WHAT TO WORK ON =>
1. List each distinct username that posts in the Kunekune X Mangalitsa thread, in order of first appearance.
2. Continue the Kunekune X Mangalitsa thread after its final post.

SUPPLIED TEXT =>

/---

# Kunekune X Mangalitsa



## knarc (Nov 15, 2018)

I figured I would post this since is it always interesting to see how crosses of different breeds do. This was an interesting one. We ended up with Kunekune X Mangalitsa crosses this year. We got 2 very healthy gilt pigs at 8 weeks old in April and had them butchered on the November 1st. Live weight was around 300lbs for each and a hanging weights were 197lbs and 199lbs. Final pork pork products were around 135lbs for one and 140lbs for the other. In addition they gave a lot of fat to render.

They were moved around in some paddocks throughout the first 4 months and then the last 3 months moved to a big pen. The last 6 weeks they were finished on at least 5 gallons of apples a day in addition to a free choice grain mixture. They taste so good and some good marbling in the pork.

They were extremely friendly, healthy and very active pigs. I would gladly try this cross again.


----------



## copperhead46 (Jan 25, 2008)

They look really good !


----------



## LittleRedHen (Apr 26, 2006)

I cant see the pictures. But I knew a woman who had a similar cross. SHe used to post pictures of her pork chops and steaks all the time. I haven't decided if I want to try raising some or keep to commercial breeds. I just like pigs in and out as they start to wear on my nerves some. They taste great, but definitely not my favorite animal


----------



## haypoint (Oct 4, 2006)

Perhaps it would be more interesting if you were to buy a Kunekune X Mangalitsa and some other breed, perhaps a commercial breed or another lard type hog, like Large Blacks. Then, you could see if it is the exotic breed that gives the red color or if it is their diet.


----------



## knarc (Nov 15, 2018)

Ok, I think I fixed the picture issue. However, I can't edit my original post to fix it. So, here are the pictures. Let me know if you still can't see them, they are too small, ect...


----------



## josiegirl (Jan 23, 2021)

This is a great thread. I want to AI my kunekune sow with berkshire. Great way to get decent growing pigs without having to keep a massive sow overwinter. Just curious how much did you pay for the piglets?

\---

LISTED RECORDS =>
/---

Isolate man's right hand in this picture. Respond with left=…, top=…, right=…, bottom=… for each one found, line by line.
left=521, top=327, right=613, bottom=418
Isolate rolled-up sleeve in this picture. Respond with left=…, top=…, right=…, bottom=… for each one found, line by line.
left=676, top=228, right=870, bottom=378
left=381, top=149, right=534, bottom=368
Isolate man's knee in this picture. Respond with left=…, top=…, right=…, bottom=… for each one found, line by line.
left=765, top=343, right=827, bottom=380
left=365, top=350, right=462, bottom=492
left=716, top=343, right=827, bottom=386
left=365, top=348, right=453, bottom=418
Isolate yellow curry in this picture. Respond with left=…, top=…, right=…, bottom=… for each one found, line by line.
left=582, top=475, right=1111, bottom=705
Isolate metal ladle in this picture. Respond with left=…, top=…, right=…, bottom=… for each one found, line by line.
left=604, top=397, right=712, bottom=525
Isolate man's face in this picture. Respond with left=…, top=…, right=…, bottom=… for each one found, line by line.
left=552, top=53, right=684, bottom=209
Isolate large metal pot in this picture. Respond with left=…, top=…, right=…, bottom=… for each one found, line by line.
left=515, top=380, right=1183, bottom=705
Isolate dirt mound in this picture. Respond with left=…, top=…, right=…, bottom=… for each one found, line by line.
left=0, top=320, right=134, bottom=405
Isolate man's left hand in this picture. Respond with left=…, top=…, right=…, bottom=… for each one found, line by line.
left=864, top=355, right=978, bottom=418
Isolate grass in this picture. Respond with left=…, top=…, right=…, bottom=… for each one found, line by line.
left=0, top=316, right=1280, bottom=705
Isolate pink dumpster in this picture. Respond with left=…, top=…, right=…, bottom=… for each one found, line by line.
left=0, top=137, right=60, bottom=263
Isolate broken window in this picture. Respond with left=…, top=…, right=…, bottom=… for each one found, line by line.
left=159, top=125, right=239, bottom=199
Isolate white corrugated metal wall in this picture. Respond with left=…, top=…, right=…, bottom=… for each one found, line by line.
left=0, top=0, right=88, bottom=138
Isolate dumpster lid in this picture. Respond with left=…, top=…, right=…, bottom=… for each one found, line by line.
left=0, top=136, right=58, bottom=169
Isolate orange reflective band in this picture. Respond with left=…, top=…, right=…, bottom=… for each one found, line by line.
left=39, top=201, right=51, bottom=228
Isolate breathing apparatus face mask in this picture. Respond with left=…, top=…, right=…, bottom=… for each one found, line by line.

\---

ANSWERS TO THE TASKS =>
1. knarc, copperhead46, LittleRedHen, haypoint, josiegirl

2.
----------



## knarc (Nov 15, 2018)

josiegirl said:


> This is a great thread. I want to AI my kunekune sow with berkshire. Great way to get decent growing pigs without having to keep a massive sow overwinter. Just curious how much did you pay for the piglets?


We paid $100 each here in Utah. I have seen those crosses go for $100 to $200 here. I personally would never pay $200 for this cross. They were nice friendly pigs but that would be a little steep for butcher weaner pig.


----------



## josiegirl (Jan 23, 2021)

Just wondering if we could get any money for the rest of the piglets and raise 1 or 2. My ideal cross is kune and gloucester old spot! Two cutest pigs out there lol


----------



## knarc (Nov 15, 2018)

josiegirl said:


> Just wondering if we could get any money for the rest of the piglets and raise 1 or 2. My ideal cross is kune and gloucester old spot! Two cutest pigs out there lol


A fat little piggies those Kunekune X GOS would be. Look Idaho Pasture pigs if you are looking for an interesting breeding project that used Kunekune as the start. I personally have no direct experience but I have a few friends that have had them for butcher pigs. They liked them. A little bit quicker getting weight and more pork than just pure Kunekune but not as much as typical Duroc/York/etc.. But still have the general friendly easy to handle nature and the minimal destructiveness of Kunekune.


----------



## josiegirl (Jan 23, 2021)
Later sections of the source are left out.